- Work instructions:
Extract every line of the listing below that contains the string "dark", and reproduce each line in full. Matching is case-sensitive.

- Data in this exercise:
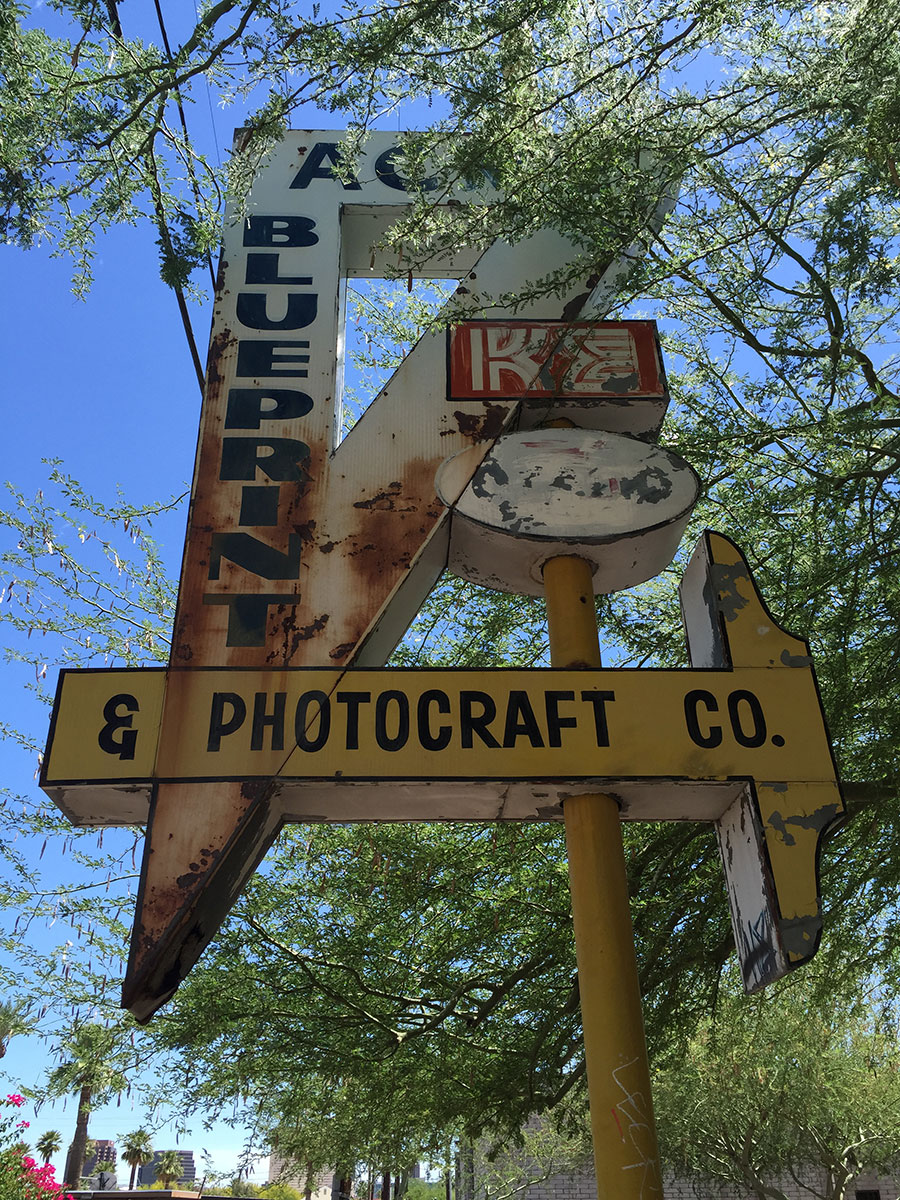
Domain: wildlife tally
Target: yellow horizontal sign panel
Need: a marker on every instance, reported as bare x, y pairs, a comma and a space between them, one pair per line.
310, 724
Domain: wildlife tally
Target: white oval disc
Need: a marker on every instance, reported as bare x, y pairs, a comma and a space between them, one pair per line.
612, 499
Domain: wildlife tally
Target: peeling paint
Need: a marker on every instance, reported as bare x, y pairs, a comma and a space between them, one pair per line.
796, 660
725, 577
651, 485
799, 935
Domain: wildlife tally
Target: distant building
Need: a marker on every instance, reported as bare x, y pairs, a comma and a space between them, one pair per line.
103, 1152
283, 1170
147, 1174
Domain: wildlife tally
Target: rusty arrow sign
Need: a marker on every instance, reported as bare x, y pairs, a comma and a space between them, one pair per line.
300, 550
738, 739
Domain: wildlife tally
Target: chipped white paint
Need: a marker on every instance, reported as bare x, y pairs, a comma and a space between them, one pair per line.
611, 499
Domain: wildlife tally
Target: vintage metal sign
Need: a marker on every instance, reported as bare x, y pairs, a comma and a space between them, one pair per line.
738, 739
306, 724
307, 556
304, 549
520, 359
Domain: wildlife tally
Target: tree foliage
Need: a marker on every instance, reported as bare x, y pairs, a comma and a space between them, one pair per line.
784, 1089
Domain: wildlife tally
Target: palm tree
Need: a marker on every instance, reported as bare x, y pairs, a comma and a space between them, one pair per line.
48, 1145
93, 1067
168, 1168
137, 1150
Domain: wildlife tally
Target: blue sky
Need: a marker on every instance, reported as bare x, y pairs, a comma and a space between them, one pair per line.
106, 385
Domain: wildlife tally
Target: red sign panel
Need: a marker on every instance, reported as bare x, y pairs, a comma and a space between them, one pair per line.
517, 359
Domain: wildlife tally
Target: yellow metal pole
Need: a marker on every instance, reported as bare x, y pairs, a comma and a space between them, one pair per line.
625, 1153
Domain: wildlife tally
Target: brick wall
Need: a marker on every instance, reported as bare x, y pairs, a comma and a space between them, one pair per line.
583, 1187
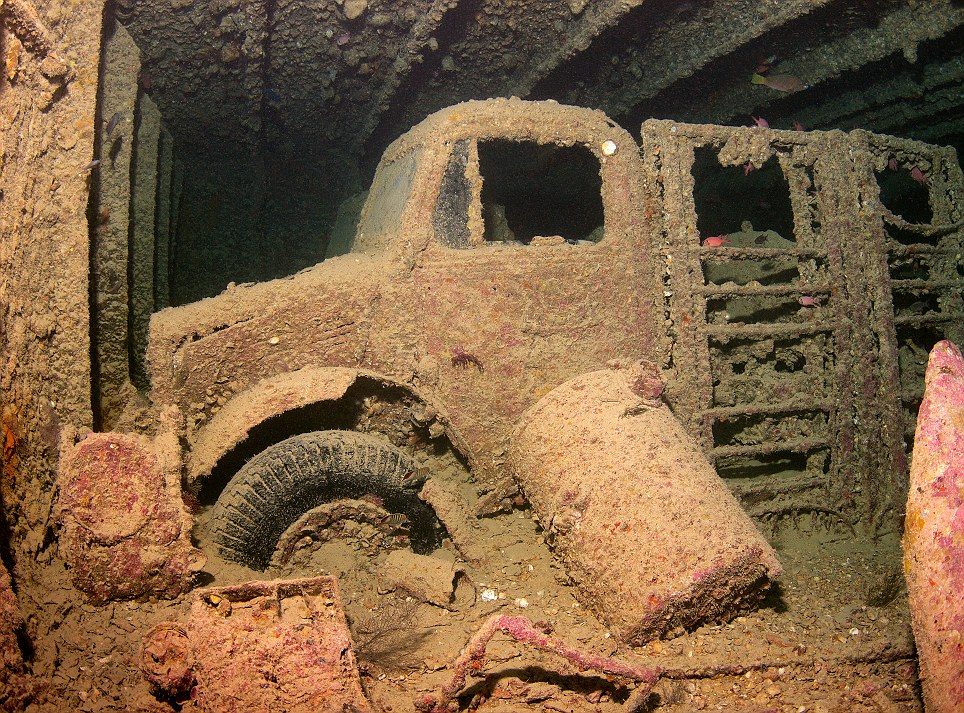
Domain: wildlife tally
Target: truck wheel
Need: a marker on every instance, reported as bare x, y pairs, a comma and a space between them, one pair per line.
286, 480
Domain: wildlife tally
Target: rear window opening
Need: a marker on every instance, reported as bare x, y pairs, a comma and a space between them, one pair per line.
745, 201
534, 190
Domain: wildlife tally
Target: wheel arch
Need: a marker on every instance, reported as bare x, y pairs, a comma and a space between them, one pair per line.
304, 400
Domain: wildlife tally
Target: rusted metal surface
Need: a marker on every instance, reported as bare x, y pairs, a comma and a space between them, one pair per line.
411, 308
649, 534
277, 645
126, 531
822, 380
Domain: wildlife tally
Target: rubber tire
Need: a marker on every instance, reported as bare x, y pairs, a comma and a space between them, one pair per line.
287, 479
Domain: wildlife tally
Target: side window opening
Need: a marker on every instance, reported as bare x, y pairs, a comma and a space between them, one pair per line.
451, 216
532, 190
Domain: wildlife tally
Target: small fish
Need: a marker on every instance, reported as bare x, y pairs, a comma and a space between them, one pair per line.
781, 82
397, 519
415, 477
115, 148
112, 124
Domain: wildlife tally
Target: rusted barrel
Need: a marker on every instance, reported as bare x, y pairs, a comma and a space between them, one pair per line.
650, 535
934, 532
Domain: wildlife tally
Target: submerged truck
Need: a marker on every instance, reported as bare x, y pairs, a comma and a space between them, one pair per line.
516, 259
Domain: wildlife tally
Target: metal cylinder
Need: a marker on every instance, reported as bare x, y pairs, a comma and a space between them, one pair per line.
650, 535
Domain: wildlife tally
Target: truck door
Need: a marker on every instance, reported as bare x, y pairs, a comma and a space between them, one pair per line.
534, 276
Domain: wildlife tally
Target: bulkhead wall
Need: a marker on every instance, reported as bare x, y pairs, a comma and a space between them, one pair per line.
48, 95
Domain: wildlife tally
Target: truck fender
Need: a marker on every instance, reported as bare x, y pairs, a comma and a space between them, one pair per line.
230, 427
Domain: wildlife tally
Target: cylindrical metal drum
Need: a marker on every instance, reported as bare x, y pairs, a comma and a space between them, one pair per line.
650, 535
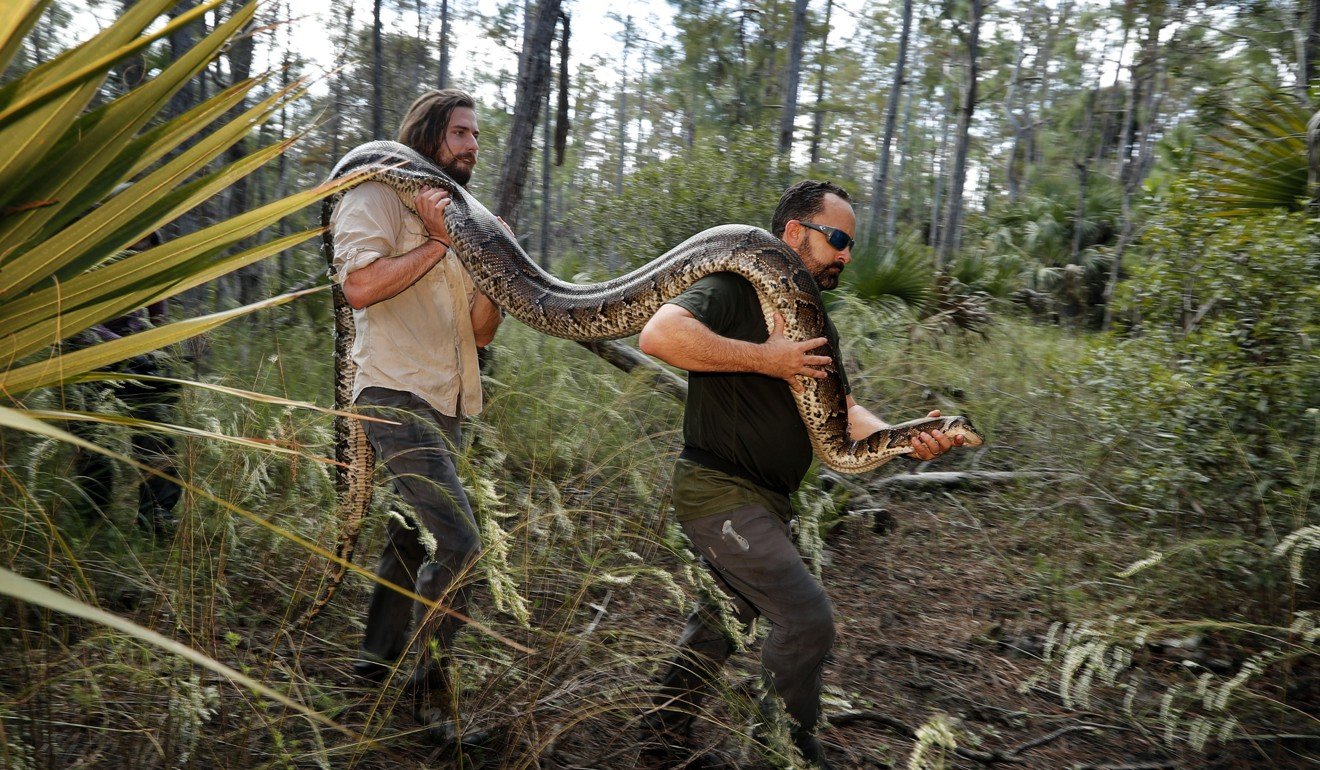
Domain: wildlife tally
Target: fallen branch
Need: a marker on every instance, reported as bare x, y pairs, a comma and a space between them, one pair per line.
1137, 766
1006, 757
924, 653
628, 358
958, 478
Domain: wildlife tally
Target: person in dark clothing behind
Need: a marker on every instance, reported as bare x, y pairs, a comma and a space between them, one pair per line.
745, 452
145, 400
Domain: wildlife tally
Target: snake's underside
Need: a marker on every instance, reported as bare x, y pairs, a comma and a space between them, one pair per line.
606, 311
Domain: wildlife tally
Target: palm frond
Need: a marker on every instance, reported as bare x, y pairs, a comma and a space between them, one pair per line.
1262, 159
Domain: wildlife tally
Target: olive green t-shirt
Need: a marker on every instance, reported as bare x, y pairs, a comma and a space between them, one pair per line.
742, 424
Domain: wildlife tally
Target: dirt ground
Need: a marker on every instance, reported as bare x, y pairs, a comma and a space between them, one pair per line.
928, 625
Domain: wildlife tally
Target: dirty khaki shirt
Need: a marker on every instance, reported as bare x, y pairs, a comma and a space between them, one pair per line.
421, 340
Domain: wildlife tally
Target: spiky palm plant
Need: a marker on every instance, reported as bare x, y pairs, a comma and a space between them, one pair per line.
1262, 157
81, 184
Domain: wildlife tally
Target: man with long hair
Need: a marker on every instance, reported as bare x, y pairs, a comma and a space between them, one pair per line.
420, 321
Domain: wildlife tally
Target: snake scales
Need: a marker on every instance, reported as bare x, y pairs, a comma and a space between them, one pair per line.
602, 311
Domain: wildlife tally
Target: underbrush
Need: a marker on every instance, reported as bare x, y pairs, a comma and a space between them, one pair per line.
568, 472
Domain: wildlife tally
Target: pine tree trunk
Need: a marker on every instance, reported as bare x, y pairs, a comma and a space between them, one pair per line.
533, 81
792, 77
953, 219
378, 68
1013, 171
940, 169
1314, 165
1311, 50
1083, 163
622, 124
547, 148
881, 186
892, 213
1133, 159
442, 81
819, 114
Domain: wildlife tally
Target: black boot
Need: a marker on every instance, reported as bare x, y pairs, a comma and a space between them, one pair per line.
812, 750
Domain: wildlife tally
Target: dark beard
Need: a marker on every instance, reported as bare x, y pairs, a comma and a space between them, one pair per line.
460, 173
825, 278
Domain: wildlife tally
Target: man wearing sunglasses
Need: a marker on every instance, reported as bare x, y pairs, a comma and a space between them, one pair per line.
745, 452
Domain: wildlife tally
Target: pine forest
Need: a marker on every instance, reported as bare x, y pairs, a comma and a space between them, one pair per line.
1090, 227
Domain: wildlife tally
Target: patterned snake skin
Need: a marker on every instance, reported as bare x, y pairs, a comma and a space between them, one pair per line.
603, 311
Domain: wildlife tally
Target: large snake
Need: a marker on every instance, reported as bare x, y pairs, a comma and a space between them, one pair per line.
603, 311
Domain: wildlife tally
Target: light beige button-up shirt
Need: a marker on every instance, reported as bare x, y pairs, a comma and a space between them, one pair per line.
421, 340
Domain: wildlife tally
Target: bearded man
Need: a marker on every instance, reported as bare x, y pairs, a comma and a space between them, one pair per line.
420, 321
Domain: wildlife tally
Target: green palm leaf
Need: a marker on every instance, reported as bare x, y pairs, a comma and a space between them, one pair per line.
56, 369
110, 128
1262, 159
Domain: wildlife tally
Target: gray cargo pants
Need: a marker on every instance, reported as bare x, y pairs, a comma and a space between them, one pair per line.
754, 560
419, 455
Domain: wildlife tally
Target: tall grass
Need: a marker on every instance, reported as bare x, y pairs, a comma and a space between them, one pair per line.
568, 470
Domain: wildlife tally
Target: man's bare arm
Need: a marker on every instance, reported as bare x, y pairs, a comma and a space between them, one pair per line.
675, 336
486, 318
387, 276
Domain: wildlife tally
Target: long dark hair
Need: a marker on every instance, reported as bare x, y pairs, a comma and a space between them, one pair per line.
424, 126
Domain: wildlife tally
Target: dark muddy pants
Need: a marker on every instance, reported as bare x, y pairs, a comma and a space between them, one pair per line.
754, 560
419, 455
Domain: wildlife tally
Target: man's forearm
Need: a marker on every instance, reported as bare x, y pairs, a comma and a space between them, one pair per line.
691, 345
387, 276
486, 318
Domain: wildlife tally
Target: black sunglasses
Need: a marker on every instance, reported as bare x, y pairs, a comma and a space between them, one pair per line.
837, 238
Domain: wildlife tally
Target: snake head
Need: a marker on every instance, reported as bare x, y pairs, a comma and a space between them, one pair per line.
960, 425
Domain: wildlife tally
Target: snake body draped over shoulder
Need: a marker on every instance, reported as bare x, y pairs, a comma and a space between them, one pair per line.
606, 311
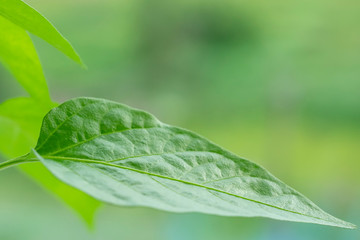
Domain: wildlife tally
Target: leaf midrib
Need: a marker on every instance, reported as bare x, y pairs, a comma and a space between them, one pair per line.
182, 181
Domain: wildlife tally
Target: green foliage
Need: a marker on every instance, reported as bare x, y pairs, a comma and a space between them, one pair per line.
20, 118
29, 19
18, 54
125, 156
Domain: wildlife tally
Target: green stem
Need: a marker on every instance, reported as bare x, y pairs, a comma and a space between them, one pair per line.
16, 161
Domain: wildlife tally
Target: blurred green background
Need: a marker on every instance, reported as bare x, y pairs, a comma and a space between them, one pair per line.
277, 82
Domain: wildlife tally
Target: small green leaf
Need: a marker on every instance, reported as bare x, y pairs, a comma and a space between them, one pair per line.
127, 157
29, 19
18, 54
20, 122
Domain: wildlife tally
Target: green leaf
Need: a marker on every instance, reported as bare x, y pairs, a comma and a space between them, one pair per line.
127, 157
29, 19
18, 54
20, 122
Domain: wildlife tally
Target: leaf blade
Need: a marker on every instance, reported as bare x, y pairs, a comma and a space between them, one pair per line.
20, 122
127, 157
18, 54
29, 19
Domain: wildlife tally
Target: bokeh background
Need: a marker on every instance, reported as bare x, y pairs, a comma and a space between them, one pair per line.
277, 82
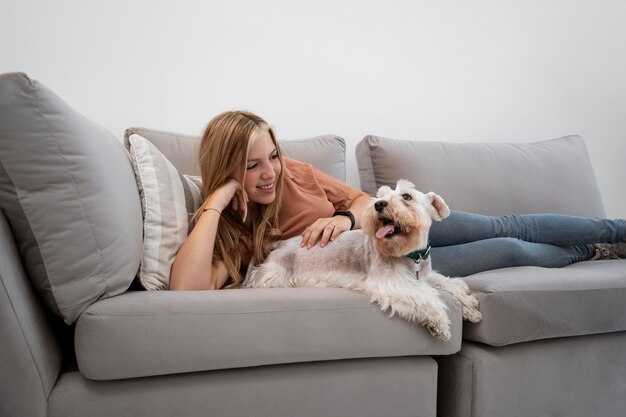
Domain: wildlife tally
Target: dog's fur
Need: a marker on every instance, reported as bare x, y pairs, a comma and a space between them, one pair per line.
373, 261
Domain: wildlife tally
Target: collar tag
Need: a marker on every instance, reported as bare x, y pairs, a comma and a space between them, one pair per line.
419, 255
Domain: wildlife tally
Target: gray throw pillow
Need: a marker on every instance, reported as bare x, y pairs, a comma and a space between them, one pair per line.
551, 176
69, 192
168, 201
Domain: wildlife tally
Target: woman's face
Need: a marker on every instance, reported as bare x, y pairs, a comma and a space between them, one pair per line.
262, 170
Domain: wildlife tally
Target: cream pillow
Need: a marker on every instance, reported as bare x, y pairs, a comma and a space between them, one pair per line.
168, 199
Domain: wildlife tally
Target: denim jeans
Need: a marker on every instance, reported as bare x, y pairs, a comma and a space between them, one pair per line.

- Response for this exercise:
Target: person in dark clothing behind
Target: dark beard
Target: long dark hair
Target: dark muddy pants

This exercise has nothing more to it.